:: QUOTED PASSAGE
As the OGS Hydrogeologist, Dr. Murray investigates the physical and chemical properties of geologic materials that store and produce fluids and conducts regional-scale studies of water, earth, and environmental resources. Dr. Murray's research aims to contribute to best management practices in the energy industry, and water reuse in municipal water supply systems. In the water-energy realm, he studies water use in exploration and production, co-production of petroleum and water, saltwater management, disposal, recycle, and reuse. Dr. Murray studies occurrence and fate of contaminants of emerging concern and potable reuse strategies in municipal water supply and augmentation.
Dr. Murray's research supports the OK NSF EPSCoR project's Focus Area 3: Variable and Marginal Quality Water Supplies (V-MQW). The V-MQW Supplies focus area addresses issues surrounding Oklahoma’s water demands, which are projected to increase 600,000 acre-feet per year between 2007-2060. Reliable water supplies are needed to provide for these demands while meeting the state’s goal of capping freshwater use to 2010 levels. However, freshwater supplies are declining due to reservoir sedimentation and groundwater overdraft and are increasingly vulnerable to S2S variability. Concurrently, volumes of oil and gas ‘produced water,’ municipal wastewater, and stormwater are increasing with continued oil and gas development and urbanization. Disposal of produced waters has been correlated with seismicity, potentially impacting infrastructure and resulting in energy production curtailment in some regions. The challenge is finding a mix of solutions that allow Oklahoma’s diverse array of MQW to be economically treated for beneficial use to address water scarcity related to changing seasonal to sub-seasonal weather patterns, waste disposal, and infrastructure risk while supporting continued energy production and economic growth.
::::
*REQUIREMENT 1*: Can you echo the passage on Dr. Murray's water research in full, word for word?
The listing that comes next has no connection to the passage on Dr. Murray's water research.
:: RECORDS FOR PROCESSING
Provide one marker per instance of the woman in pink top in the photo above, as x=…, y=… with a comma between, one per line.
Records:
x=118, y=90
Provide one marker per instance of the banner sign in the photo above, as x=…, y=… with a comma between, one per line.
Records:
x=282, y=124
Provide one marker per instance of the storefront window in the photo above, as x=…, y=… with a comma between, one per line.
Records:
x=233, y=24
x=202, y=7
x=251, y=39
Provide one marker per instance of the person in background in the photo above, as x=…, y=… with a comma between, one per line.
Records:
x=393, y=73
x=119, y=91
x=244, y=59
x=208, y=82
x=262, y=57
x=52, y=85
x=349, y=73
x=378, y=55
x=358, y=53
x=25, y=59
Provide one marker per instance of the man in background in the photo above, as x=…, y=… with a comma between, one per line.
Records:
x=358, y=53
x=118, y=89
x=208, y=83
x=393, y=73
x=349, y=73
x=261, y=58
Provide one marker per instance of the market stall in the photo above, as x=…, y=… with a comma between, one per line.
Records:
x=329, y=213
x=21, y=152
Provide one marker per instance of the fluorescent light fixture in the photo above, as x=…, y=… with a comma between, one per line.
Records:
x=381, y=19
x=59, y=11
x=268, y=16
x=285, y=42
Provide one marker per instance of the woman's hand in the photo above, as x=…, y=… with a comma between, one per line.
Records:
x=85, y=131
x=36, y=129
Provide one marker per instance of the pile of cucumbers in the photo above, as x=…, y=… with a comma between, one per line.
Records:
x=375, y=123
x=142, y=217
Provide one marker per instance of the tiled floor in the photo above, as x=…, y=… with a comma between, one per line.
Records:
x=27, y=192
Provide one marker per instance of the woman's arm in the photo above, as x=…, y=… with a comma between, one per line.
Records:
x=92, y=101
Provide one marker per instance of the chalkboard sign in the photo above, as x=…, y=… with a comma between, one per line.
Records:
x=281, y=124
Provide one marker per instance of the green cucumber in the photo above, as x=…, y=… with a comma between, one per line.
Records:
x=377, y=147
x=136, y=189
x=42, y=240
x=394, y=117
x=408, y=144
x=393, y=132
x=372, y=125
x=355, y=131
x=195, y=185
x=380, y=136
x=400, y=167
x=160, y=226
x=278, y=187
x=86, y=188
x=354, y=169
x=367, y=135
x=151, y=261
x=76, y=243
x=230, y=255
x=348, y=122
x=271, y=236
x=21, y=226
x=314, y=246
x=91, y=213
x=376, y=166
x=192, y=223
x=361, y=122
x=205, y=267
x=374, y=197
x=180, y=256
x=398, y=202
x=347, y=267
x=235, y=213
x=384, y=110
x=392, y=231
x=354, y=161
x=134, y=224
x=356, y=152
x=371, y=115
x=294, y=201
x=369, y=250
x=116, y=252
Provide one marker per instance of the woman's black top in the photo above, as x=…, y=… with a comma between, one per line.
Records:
::::
*REQUIREMENT 2*: Could you render the listing from the line with "Provide one marker per instance of the fluorescent" to the line with "x=92, y=101", both included, as a two-column CSV headed request and points? Give one row per request, with its text and its answer each in a single quoted field and line breaks turned into spaces.

*EXERCISE OUTPUT 1*:
As the OGS Hydrogeologist, Dr. Murray investigates the physical and chemical properties of geologic materials that store and produce fluids and conducts regional-scale studies of water, earth, and environmental resources. Dr. Murray's research aims to contribute to best management practices in the energy industry, and water reuse in municipal water supply systems. In the water-energy realm, he studies water use in exploration and production, co-production of petroleum and water, saltwater management, disposal, recycle, and reuse. Dr. Murray studies occurrence and fate of contaminants of emerging concern and potable reuse strategies in municipal water supply and augmentation.
Dr. Murray's research supports the OK NSF EPSCoR project's Focus Area 3: Variable and Marginal Quality Water Supplies (V-MQW). The V-MQW Supplies focus area addresses issues surrounding Oklahoma’s water demands, which are projected to increase 600,000 acre-feet per year between 2007-2060. Reliable water supplies are needed to provide for these demands while meeting the state’s goal of capping freshwater use to 2010 levels. However, freshwater supplies are declining due to reservoir sedimentation and groundwater overdraft and are increasingly vulnerable to S2S variability. Concurrently, volumes of oil and gas ‘produced water,’ municipal wastewater, and stormwater are increasing with continued oil and gas development and urbanization. Disposal of produced waters has been correlated with seismicity, potentially impacting infrastructure and resulting in energy production curtailment in some regions. The challenge is finding a mix of solutions that allow Oklahoma’s diverse array of MQW to be economically treated for beneficial use to address water scarcity related to changing seasonal to sub-seasonal weather patterns, waste disposal, and infrastructure risk while supporting continued energy production and economic growth.

*EXERCISE OUTPUT 2*:
request,points
"Provide one marker per instance of the fluorescent light fixture in the photo above, as x=…, y=… with a comma between, one per line. Records:","x=381, y=19 x=59, y=11 x=268, y=16 x=285, y=42"
"Provide one marker per instance of the woman's hand in the photo above, as x=…, y=… with a comma between, one per line. Records:","x=85, y=131 x=36, y=129"
"Provide one marker per instance of the pile of cucumbers in the photo above, as x=…, y=… with a comma between, one per line. Records:","x=375, y=123 x=142, y=217"
"Provide one marker per instance of the tiled floor in the photo above, as x=…, y=… with a comma between, one per line. Records:","x=27, y=192"
"Provide one marker per instance of the woman's arm in the photo above, as x=…, y=… with a comma between, one per line. Records:","x=92, y=101"